▸ **YOUR TASK**
Would you repeat, exactly as given, the line with "Please place a point on the tree" and every line after it to the end of the entries?

Entries taken from a collection
== Segment start ==

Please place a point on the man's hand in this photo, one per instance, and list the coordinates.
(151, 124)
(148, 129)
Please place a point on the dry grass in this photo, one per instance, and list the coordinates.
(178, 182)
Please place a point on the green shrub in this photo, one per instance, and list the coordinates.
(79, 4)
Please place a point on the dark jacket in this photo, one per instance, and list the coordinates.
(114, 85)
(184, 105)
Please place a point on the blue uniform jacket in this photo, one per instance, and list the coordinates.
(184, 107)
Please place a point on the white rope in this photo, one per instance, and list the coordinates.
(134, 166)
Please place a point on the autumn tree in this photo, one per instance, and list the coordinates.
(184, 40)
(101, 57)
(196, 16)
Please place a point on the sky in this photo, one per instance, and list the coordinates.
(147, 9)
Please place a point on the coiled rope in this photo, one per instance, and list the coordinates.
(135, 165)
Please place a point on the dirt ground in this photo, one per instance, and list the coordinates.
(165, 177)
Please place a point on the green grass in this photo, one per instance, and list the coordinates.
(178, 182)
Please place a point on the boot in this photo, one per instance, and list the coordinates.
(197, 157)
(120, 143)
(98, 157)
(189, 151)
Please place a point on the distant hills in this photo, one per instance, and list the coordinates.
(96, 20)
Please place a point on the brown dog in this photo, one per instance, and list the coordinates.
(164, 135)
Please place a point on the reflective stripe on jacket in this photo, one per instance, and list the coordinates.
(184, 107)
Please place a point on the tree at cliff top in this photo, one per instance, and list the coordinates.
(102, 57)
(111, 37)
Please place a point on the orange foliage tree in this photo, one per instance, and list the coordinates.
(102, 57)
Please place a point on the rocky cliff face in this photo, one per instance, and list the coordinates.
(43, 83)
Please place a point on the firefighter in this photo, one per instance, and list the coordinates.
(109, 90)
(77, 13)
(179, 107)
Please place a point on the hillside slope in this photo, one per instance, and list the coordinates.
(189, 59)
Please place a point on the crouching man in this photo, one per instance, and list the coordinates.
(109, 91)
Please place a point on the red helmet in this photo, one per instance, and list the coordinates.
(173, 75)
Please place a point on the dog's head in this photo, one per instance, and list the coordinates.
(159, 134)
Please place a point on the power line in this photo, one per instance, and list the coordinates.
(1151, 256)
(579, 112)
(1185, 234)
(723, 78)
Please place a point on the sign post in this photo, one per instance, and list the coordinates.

== Segment end ==

▸ **ANSWER BELOW**
Please place a point on the tree at cliff top in this photo, one per instance, and list the coordinates.
(102, 57)
(111, 37)
Please place a point on the orange foliage tree in this photo, one per instance, and list the coordinates.
(102, 57)
Please place a point on the rocky cliff face in this photo, one per instance, and list the coordinates.
(43, 83)
Please place a point on the firefighter in this photo, one per instance, and list the coordinates.
(109, 90)
(77, 13)
(179, 107)
Please place a point on the hillside slope in this photo, one per instance, and list the coordinates.
(189, 59)
Please place a point on the crouching man in this photo, one per instance, and list the coordinates.
(109, 91)
Please place a point on the red helmet in this photo, one per instance, and list the coordinates.
(173, 75)
Please place a point on the dog's head in this photo, one per instance, and list the coordinates.
(159, 134)
Please place a point on the power line in this photo, one per instance, and list the coordinates.
(1151, 256)
(579, 112)
(1185, 234)
(723, 78)
Please place a point on the sign post in this photo, one per instance, and list the coordinates.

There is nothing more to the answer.